本文
-=-=-
鈴木商店
金子直吉が築いた、売上日本一の総合商社
鈴木商店は、明治7(1874)年に鈴木岩治郎が洋糖引取商として創業。洋糖そして石油を核にして神戸八大貿易商の一つとして数えられるが、明治27(1894)年に岩治郎が急死。夫人の鈴木よねが大番頭の柳田富士松と金子直吉に経営を託し、事業継続した。
金子直吉は、台湾総督府の後藤新平との知遇を得て台湾産樟脳油の販売権を取得。神戸で樟脳工場を設立し、その後、次々と製造事業を設立し、金子直吉は“煙突男”と称されるようになる。北九州大里地区においては、大里製糖所を設立し、製糖事業にも進出。その後、同地区では麦酒、アルコール、小麦、金属等の事業を展開、対岸の彦島地区においても化学、金属、鉄道事業に進出し、関門海峡を挟んで鈴木商店の一大工業団地を建設する。
-=-=-
抽出資料
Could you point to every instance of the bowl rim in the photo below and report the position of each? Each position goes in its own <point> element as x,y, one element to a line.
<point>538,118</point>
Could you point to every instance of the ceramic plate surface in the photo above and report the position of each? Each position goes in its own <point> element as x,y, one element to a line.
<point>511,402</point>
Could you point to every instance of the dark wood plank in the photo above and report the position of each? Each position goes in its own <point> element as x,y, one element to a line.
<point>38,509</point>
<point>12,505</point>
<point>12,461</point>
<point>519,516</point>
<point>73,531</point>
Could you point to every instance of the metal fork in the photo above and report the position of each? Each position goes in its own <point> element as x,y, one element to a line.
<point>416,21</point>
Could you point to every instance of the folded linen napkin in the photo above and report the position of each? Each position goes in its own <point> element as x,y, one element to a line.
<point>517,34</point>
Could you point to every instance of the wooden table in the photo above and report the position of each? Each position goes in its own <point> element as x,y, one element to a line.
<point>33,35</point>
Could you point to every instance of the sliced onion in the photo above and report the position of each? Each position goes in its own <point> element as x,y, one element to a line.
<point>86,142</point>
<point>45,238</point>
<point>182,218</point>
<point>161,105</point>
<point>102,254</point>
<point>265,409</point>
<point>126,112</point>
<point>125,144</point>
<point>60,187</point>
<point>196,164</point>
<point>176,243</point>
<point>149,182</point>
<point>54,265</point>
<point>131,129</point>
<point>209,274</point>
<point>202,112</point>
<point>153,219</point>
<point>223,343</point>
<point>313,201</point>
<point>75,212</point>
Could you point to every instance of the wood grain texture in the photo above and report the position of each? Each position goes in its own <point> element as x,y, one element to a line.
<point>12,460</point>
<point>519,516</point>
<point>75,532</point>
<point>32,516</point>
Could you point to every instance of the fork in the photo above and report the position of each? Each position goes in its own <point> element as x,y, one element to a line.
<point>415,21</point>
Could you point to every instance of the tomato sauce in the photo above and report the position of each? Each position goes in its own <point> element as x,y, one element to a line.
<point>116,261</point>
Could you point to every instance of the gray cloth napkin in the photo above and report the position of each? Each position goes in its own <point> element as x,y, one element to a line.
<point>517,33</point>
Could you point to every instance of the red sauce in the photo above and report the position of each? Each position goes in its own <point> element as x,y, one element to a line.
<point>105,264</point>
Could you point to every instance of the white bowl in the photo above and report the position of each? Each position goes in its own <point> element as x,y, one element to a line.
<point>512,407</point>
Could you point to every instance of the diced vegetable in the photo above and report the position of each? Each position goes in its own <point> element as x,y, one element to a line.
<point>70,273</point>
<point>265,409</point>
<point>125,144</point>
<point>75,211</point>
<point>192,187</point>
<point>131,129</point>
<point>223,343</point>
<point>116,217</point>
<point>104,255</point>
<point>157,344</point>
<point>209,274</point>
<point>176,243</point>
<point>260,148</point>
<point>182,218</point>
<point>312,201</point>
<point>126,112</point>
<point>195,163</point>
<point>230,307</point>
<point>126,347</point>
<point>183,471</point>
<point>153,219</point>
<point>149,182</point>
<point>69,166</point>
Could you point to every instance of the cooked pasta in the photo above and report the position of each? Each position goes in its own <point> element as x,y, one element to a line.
-=-=-
課題内容
本文に基づいて、次の問いに答えてください。
1. 鈴木商店は、いつ、誰が創業しましたか。
2. 岩治郎の急死後、鈴木よねは誰に経営を託しましたか。
3. 製造事業を次々と設立した金子直吉は、何と称されるようになりましたか。

解答
1. 明治7(1874)年に鈴木岩治郎が創業しました。
2. 大番頭の柳田富士松と金子直吉に託しました。
3. “煙突男”と称されるようになりました。